→ **WORK TO BE COMPLETED**: What comes back must be the data itself, retyped exactly.
------ THE INPUT ------
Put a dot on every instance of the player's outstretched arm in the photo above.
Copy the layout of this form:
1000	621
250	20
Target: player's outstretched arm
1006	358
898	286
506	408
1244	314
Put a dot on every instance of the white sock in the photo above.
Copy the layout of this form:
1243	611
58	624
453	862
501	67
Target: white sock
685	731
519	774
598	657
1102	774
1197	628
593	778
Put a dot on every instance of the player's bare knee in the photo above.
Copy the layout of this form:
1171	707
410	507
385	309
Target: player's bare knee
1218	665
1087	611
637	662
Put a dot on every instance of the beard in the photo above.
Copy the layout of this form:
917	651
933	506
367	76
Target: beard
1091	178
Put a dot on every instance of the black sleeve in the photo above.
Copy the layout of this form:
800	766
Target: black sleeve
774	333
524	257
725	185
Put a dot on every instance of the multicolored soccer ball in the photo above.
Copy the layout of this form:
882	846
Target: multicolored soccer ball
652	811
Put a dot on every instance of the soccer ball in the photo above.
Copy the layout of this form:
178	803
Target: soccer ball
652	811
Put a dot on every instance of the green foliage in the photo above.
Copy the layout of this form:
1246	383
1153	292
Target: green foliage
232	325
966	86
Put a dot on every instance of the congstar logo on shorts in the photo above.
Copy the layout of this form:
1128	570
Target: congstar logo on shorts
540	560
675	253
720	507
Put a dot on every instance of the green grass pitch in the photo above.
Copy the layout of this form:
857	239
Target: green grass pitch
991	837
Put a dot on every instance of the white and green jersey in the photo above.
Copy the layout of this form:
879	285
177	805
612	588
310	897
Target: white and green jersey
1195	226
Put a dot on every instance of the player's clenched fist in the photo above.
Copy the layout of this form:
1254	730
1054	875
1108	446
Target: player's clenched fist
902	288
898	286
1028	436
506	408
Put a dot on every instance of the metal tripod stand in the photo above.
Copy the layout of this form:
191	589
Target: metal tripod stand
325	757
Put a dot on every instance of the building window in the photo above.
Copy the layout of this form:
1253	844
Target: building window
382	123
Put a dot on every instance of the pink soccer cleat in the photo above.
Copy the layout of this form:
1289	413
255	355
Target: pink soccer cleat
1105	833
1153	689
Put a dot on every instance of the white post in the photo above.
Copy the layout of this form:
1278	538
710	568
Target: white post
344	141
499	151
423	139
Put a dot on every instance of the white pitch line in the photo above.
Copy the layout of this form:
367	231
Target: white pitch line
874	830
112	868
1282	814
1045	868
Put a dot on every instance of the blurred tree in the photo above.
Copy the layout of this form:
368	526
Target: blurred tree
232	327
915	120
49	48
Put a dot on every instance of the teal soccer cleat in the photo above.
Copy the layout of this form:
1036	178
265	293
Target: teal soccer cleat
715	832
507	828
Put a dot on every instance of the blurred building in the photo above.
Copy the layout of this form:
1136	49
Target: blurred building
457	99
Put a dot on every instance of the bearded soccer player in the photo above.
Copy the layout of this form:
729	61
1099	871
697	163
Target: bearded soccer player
------
→ **OUTPUT OF THE TASK**:
Put a dot on every instance of the player's outstretched arm in the photo above.
Copy the layout of this form:
1000	621
250	20
Target: player's outstretched arm
1006	358
898	286
506	408
1244	314
Put a dot on every instance of the white sock in the photo above.
Copy the layout of this form:
1243	611
58	624
453	862
501	67
Target: white sock
685	731
519	774
598	657
1102	774
1197	628
593	778
Put a dot on every instance of the player's bare knee in the photo above.
Copy the layout of this form:
1171	707
410	507
385	309
Target: player's bare knee
1218	665
1087	611
637	662
Put a dot on every instance of the beard in the photo above.
Copy the layout of this form:
917	651
933	506
367	76
Target: beard
1091	178
Put a dot on every instance of the black sleeve in the photo above.
Copy the layout of this form:
800	766
Target: black sleeve
774	333
524	257
725	185
Put a dot on every instance of the multicolored soccer ball in the photo above.
Copy the layout of this form:
882	846
Target: multicolored soccer ball
652	811
Put a dot on every instance of the soccer ball in the photo above.
Copy the layout of this form:
178	803
Target: soccer ball
652	811
Put a dot on every instance of the green foliage in the photo above.
Copy the layout of this form:
1246	383
1153	292
Target: green foliage
232	325
966	86
Put a dot on every instance of the congstar logo on shorts in the photo above.
Copy the layout of this form:
1128	570
Target: congstar logo on shorts
540	560
675	253
720	507
Put a dot on every instance of the green grass pitch in the photo above.
Copy the layout of this form:
857	239
Target: green grass pitch
991	837
Put a dot on every instance of the white and green jersey in the photo above.
Copy the layout of this form:
879	285
177	805
612	588
310	897
Target: white and green jersey
1195	226
Put a dot on every instance of the player's clenched fist in the photo above.
Copy the layout of this form:
1254	730
1054	875
1108	446
Target: player's clenched fist
902	288
898	286
1028	436
506	408
Put a dot on every instance of the metal tripod stand in the photo above.
Copy the layout of this form:
191	589
Target: metal tripod stand
325	757
Put a dot on every instance of the building window in the photo above.
Copy the layout of this form:
1253	844
Target: building window
382	123
Put a dot on every instance of the pink soccer cleat in the photo above.
Copy the layout of this form:
1289	413
255	355
Target: pink soccer cleat
1105	833
1153	689
Put a dot on every instance of the white post in the photo above.
Copy the layout of this form:
1278	538
710	568
Target: white post
344	141
499	151
423	139
Put a dot on every instance of the white pitch line in the photo above.
Copy the layout of this form:
367	231
Target: white pitch line
874	830
112	868
1282	814
1045	868
Put a dot on every instance of the blurred tree in the photo above.
Copy the layout of this form:
368	526
Target: blurred tree
232	327
915	120
49	48
Put a dot on every instance of the teal soccer cleat in the photo above.
Copy the layout of this form:
1036	178
265	293
Target: teal soccer cleat
715	832
507	828
Put a dot on every instance of the blurred building in the photo above.
Copy the layout of this form:
1136	49
Target: blurred building
457	99
Put a dot on every instance of the bearded soccer player in the photo above.
Copy the layout of this form:
729	61
1099	871
697	163
Target: bearded soccer player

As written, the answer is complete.